## Task statement
Say, as a bare number, how many lines of the listing hold "Guideline".

## The data
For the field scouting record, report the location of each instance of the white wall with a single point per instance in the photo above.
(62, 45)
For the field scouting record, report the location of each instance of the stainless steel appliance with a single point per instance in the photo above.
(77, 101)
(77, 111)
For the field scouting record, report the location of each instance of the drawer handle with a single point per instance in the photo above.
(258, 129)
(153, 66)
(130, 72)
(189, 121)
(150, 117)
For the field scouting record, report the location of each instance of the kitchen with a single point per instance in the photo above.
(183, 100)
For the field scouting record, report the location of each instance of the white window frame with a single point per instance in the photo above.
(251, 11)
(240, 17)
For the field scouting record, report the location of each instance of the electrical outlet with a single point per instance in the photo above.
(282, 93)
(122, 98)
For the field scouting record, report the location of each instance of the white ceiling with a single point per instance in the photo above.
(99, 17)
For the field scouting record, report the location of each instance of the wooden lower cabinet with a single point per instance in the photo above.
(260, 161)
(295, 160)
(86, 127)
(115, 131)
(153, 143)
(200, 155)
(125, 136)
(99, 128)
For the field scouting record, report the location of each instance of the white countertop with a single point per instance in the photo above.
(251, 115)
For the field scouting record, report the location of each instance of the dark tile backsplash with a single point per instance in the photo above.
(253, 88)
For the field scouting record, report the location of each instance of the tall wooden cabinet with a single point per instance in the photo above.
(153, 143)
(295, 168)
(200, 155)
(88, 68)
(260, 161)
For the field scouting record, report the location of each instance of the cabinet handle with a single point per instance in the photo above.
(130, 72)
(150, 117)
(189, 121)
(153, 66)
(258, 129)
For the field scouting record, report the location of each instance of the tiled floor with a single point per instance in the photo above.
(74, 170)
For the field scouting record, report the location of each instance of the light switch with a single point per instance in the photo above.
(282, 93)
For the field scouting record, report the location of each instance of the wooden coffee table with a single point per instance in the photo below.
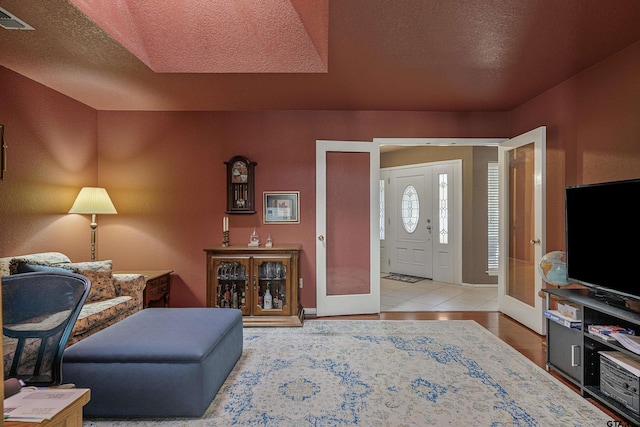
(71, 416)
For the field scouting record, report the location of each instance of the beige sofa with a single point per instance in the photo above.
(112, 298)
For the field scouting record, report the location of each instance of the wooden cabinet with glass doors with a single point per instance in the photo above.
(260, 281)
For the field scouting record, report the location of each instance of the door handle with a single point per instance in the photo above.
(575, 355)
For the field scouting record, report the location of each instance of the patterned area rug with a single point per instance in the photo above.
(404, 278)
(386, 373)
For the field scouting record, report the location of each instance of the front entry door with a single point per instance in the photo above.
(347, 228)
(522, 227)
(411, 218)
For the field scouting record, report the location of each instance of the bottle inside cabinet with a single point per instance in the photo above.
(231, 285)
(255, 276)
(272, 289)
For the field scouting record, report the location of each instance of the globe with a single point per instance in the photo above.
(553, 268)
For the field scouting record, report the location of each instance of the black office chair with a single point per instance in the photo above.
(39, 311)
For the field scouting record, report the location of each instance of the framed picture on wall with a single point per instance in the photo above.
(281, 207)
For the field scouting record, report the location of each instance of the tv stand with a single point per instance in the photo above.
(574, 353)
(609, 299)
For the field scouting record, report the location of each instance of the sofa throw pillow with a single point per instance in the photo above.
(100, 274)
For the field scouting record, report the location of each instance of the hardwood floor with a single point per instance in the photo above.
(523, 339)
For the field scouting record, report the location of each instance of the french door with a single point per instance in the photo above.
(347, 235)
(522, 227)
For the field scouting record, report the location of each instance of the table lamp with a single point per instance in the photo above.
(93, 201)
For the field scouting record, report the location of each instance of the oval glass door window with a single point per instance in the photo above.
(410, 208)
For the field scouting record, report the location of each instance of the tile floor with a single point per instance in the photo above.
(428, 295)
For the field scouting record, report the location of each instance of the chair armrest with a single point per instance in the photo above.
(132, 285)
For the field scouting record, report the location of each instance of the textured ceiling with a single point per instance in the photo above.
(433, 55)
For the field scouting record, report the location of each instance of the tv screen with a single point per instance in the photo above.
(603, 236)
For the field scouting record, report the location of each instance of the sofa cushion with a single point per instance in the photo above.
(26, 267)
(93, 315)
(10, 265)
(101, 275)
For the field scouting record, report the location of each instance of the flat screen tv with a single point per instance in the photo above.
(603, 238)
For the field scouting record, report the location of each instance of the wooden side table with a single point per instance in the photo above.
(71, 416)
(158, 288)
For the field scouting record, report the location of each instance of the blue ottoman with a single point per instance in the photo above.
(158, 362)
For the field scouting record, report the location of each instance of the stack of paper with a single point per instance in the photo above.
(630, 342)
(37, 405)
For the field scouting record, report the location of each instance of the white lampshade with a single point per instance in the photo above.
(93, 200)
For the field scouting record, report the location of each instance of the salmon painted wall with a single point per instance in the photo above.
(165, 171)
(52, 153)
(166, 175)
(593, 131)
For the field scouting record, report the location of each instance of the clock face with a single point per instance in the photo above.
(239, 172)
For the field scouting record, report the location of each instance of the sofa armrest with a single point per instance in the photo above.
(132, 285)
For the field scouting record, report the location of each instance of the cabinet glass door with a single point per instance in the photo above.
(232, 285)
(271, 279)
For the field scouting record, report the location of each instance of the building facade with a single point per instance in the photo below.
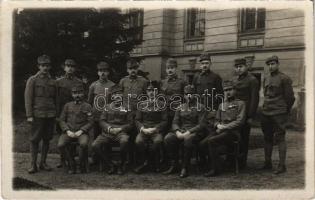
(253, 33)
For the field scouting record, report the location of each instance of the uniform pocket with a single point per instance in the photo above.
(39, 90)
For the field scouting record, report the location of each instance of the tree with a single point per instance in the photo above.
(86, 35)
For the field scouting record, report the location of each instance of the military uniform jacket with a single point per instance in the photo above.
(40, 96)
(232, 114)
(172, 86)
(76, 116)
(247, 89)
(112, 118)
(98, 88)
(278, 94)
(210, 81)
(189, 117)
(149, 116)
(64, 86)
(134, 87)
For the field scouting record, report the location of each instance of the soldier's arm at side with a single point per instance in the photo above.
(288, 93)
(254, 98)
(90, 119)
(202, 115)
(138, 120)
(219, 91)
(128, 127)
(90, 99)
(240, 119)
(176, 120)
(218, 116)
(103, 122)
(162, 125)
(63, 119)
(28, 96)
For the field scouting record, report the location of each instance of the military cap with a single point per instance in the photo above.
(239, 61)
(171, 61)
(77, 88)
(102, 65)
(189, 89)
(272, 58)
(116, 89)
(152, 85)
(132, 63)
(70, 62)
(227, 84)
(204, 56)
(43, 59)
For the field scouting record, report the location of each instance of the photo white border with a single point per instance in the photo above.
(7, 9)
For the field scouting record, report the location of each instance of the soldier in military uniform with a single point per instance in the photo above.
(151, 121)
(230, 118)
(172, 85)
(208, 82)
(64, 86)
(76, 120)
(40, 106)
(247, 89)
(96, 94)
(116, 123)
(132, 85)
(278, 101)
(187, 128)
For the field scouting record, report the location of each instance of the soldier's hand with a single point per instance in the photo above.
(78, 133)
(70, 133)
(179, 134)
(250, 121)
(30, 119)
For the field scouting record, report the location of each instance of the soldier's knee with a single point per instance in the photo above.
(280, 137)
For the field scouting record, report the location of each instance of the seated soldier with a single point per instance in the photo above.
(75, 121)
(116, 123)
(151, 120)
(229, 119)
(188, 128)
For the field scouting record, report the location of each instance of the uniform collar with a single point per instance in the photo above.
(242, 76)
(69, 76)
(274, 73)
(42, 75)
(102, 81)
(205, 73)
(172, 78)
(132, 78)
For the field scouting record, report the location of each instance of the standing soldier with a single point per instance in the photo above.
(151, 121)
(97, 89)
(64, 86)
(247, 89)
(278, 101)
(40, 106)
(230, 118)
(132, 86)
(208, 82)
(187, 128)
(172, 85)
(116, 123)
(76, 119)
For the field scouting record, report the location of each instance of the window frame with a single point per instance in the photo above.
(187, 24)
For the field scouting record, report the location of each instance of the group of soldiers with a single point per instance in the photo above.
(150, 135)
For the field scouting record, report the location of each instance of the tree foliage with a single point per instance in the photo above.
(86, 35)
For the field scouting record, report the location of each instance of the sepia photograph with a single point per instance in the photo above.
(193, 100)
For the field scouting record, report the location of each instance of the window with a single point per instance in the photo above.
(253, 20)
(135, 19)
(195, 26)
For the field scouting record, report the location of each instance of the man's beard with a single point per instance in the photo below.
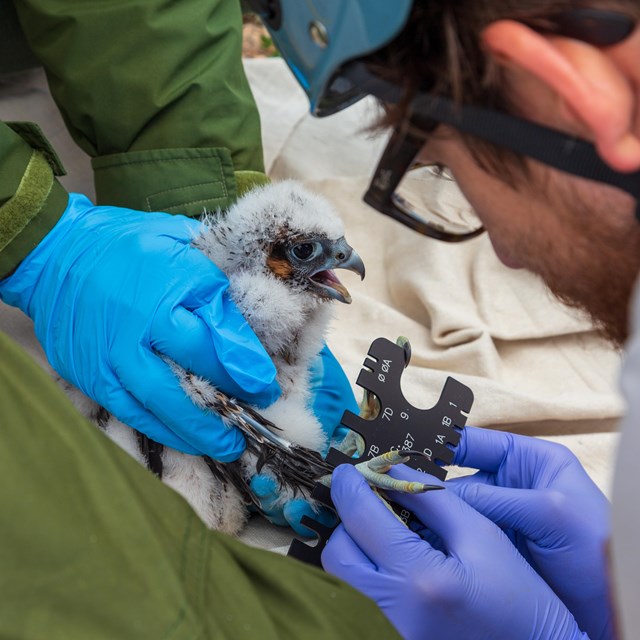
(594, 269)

...

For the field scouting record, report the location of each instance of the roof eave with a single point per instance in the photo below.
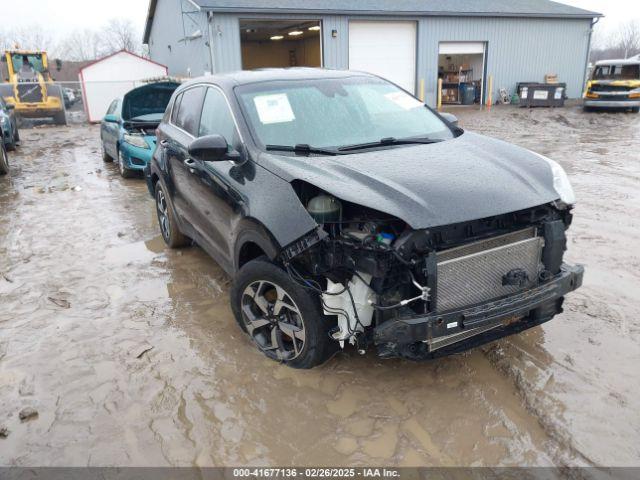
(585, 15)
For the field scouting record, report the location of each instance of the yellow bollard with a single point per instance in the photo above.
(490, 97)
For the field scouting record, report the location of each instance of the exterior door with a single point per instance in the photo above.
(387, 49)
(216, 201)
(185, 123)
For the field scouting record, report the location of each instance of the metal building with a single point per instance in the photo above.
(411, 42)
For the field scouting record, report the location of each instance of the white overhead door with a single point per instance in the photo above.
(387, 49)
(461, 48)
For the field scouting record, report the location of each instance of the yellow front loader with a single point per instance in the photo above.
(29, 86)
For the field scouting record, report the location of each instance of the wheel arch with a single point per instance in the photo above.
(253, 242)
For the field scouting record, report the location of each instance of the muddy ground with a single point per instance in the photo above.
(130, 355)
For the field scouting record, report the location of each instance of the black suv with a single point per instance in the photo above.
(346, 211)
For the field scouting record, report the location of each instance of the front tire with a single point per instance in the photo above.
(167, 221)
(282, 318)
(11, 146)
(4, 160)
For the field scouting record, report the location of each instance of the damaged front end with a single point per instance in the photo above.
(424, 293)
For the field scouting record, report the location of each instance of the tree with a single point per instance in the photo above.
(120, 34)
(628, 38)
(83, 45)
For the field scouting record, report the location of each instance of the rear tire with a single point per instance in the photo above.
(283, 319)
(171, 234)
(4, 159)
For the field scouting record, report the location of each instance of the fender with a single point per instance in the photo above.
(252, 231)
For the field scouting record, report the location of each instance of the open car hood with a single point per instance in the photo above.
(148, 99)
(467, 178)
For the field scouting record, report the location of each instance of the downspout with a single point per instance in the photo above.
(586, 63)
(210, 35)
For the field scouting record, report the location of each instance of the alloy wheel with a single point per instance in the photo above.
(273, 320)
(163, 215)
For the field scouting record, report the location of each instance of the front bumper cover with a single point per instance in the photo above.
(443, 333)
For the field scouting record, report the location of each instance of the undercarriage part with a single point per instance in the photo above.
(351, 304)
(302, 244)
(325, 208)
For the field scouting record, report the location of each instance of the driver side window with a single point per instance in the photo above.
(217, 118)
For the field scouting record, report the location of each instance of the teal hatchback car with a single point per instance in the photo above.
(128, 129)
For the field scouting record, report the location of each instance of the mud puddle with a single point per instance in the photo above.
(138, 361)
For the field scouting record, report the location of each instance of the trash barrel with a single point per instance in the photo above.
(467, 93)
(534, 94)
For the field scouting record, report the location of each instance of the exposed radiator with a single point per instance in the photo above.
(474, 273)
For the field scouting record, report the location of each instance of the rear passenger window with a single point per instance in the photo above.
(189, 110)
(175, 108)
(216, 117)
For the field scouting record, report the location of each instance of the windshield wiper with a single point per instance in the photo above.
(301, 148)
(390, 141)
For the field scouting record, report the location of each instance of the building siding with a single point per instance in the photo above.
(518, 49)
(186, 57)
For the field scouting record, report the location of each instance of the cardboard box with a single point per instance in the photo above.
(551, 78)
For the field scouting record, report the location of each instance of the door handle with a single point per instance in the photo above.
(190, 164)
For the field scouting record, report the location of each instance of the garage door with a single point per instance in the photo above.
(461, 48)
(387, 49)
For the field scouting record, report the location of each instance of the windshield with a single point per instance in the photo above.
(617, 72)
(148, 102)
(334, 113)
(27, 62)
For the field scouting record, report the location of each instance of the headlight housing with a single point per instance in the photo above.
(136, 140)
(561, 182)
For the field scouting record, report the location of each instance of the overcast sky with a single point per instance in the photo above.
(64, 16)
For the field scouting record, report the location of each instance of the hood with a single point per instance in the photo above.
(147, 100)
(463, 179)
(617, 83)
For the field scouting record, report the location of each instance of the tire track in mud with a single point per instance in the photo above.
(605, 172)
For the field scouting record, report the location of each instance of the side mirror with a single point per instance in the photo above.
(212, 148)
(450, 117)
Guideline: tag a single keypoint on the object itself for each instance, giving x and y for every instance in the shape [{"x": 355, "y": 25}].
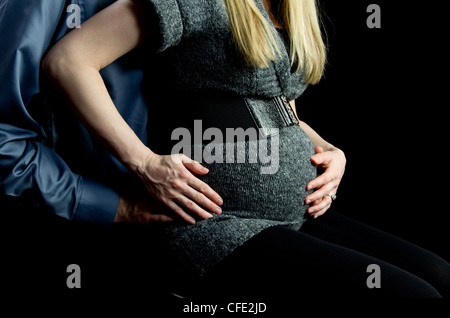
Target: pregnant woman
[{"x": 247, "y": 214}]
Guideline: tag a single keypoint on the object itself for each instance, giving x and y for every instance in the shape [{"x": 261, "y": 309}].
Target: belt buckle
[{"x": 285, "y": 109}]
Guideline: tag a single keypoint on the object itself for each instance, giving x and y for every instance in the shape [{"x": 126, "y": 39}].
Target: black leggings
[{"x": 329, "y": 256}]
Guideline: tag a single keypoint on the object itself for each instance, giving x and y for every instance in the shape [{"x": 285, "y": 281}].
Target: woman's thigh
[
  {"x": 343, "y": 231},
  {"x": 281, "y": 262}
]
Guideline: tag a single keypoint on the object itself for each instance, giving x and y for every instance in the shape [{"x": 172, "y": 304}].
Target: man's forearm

## Written response
5